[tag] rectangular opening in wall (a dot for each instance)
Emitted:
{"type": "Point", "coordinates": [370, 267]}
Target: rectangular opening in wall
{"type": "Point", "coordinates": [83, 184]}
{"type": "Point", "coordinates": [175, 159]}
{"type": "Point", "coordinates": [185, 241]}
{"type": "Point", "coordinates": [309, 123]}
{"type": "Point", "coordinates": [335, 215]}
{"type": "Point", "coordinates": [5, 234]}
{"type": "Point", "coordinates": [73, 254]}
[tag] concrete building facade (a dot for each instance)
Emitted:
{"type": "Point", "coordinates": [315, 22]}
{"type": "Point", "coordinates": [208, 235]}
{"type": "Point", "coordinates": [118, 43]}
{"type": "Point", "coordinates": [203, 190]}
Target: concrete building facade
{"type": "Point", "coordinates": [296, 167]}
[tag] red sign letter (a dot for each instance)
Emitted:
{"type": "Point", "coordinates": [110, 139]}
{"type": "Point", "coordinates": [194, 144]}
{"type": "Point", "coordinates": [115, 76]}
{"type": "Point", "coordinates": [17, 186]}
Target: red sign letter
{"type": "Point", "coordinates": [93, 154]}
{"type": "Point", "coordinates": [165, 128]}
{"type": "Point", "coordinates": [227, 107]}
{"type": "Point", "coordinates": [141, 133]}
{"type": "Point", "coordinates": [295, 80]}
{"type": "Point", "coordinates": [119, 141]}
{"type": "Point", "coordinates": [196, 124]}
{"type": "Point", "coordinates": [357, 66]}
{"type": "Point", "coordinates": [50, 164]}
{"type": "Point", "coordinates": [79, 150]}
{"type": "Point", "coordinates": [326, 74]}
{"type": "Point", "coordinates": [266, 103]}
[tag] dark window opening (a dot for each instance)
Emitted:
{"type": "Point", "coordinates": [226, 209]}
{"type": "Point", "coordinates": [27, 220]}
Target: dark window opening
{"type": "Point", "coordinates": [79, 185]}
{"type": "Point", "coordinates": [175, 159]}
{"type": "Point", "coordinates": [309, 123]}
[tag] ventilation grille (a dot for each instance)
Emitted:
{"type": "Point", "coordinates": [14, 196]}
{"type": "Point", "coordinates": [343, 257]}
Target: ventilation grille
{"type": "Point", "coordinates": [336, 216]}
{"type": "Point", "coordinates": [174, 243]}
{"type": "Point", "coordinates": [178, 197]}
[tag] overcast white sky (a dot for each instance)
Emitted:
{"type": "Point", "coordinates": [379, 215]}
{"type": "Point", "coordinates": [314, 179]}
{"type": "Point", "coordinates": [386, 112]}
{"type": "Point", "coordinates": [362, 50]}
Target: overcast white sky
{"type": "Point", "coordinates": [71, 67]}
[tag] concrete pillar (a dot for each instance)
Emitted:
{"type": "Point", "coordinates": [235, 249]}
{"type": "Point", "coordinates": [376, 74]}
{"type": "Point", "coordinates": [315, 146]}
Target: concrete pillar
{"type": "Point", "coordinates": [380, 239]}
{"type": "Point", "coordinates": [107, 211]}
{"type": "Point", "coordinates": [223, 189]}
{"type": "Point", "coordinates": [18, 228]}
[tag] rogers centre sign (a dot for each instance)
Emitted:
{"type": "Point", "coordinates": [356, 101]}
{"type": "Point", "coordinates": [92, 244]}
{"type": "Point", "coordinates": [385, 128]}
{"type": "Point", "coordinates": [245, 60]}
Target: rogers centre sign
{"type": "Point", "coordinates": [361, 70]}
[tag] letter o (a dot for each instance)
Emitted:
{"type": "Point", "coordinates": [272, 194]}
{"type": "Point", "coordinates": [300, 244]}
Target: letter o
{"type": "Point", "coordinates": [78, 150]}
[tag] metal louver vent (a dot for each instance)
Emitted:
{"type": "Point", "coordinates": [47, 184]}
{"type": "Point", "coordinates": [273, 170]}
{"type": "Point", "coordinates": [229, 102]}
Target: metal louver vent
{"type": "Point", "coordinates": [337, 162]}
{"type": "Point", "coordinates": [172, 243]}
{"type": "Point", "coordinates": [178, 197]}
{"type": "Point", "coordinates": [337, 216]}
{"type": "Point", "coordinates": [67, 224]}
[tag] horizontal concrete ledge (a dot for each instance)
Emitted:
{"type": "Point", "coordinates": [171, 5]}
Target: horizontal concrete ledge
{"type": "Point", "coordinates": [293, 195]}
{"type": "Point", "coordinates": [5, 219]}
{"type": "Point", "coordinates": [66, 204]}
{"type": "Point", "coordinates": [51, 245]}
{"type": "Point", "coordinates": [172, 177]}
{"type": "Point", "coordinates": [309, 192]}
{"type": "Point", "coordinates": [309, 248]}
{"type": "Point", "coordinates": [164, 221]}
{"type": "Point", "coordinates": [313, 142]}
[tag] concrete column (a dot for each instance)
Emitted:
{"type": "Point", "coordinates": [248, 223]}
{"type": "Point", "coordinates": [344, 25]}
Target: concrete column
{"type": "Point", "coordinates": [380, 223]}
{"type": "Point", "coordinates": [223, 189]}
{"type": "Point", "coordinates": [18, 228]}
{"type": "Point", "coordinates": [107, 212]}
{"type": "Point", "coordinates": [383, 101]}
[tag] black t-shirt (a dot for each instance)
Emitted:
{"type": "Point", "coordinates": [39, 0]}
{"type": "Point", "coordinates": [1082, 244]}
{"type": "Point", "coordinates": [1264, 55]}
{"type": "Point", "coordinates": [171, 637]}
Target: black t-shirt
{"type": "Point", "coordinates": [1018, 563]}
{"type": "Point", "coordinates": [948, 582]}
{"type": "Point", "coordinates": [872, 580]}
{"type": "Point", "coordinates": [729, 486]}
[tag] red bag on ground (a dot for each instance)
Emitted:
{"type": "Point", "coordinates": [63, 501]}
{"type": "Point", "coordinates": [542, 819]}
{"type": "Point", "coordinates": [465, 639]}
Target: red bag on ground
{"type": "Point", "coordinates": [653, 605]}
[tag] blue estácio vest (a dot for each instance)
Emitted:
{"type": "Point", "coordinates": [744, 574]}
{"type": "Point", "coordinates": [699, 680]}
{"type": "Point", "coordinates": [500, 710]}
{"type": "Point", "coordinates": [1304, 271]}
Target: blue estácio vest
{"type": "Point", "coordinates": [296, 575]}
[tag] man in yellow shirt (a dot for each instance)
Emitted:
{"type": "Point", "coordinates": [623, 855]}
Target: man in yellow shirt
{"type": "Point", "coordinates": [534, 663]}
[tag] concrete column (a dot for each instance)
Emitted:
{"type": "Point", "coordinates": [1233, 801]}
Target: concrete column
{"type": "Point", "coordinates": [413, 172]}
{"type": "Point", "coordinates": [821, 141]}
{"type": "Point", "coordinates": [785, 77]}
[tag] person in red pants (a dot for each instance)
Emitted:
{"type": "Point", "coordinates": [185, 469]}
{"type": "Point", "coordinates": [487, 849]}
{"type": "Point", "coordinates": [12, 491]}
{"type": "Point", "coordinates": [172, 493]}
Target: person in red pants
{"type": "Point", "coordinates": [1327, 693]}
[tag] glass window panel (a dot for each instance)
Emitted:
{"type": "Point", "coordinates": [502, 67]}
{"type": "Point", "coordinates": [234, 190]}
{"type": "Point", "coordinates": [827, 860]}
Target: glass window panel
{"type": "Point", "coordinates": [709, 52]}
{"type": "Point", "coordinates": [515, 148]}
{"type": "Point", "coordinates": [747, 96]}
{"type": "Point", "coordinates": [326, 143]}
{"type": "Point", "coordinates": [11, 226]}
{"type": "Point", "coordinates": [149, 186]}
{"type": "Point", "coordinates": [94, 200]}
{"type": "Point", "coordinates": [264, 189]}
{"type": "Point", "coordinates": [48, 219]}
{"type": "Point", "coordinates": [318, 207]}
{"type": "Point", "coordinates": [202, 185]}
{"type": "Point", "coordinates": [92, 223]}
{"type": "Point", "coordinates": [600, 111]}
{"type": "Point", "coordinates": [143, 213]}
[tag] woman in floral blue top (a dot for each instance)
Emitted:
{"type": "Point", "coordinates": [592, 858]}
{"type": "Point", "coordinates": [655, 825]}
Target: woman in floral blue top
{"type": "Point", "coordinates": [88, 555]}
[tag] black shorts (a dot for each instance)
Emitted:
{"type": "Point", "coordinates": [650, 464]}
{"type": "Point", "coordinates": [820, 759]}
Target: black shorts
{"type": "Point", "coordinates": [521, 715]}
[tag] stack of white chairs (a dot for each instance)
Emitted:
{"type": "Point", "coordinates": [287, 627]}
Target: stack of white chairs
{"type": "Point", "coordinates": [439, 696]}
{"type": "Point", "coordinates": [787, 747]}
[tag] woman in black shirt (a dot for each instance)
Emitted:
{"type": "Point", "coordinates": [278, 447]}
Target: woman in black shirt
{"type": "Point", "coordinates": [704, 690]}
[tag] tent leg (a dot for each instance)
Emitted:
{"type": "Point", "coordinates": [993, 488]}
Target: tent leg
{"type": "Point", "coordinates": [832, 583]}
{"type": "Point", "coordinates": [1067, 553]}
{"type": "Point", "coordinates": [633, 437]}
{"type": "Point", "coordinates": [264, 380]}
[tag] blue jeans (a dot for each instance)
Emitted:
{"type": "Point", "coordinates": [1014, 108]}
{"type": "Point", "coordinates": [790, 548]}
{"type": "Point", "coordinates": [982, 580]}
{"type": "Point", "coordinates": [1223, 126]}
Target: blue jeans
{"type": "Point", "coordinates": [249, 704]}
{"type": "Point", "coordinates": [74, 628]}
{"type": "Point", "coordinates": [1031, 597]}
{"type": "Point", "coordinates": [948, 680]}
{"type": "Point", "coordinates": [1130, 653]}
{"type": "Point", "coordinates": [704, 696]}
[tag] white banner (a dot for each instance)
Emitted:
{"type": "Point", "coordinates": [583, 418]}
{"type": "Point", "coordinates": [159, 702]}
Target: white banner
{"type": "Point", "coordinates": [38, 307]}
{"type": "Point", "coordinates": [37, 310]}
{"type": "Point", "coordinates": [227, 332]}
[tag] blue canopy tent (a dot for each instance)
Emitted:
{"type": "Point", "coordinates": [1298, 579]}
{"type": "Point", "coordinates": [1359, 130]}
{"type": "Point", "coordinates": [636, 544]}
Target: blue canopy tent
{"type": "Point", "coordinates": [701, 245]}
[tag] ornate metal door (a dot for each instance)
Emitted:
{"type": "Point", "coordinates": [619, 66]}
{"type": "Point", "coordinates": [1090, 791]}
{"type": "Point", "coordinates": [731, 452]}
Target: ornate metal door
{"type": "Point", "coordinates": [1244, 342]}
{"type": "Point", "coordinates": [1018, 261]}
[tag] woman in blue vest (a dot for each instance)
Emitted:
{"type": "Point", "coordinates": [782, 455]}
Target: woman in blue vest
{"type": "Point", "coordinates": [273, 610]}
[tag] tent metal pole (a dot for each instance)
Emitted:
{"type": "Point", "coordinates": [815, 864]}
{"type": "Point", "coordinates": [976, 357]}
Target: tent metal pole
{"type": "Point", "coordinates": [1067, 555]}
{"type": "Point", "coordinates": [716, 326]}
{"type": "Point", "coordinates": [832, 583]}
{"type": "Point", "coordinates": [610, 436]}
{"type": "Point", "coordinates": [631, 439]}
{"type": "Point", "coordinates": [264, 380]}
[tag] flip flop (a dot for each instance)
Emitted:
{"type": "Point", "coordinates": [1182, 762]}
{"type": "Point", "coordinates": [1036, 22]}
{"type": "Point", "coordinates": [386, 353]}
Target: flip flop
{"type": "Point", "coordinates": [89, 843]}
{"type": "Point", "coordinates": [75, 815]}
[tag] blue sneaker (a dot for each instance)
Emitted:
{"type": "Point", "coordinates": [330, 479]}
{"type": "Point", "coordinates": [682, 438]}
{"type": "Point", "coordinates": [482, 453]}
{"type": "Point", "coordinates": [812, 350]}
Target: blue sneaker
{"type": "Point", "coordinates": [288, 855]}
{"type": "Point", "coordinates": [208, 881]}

* _Activity_
Set down exactly the lines from the one that contains "Target: tent metal pole" to the final line above, both included, and nothing more.

* _Task answer_
Target: tent metal pole
{"type": "Point", "coordinates": [1067, 555]}
{"type": "Point", "coordinates": [716, 326]}
{"type": "Point", "coordinates": [832, 583]}
{"type": "Point", "coordinates": [610, 436]}
{"type": "Point", "coordinates": [631, 439]}
{"type": "Point", "coordinates": [264, 380]}
[tag] flip flop (a dot for each instance)
Emitted:
{"type": "Point", "coordinates": [1182, 762]}
{"type": "Point", "coordinates": [1036, 22]}
{"type": "Point", "coordinates": [386, 353]}
Target: flip flop
{"type": "Point", "coordinates": [89, 843]}
{"type": "Point", "coordinates": [75, 815]}
[tag] blue sneaker (a dot for each instance)
Emitted:
{"type": "Point", "coordinates": [330, 479]}
{"type": "Point", "coordinates": [682, 438]}
{"type": "Point", "coordinates": [482, 453]}
{"type": "Point", "coordinates": [812, 350]}
Target: blue sneaker
{"type": "Point", "coordinates": [288, 855]}
{"type": "Point", "coordinates": [208, 881]}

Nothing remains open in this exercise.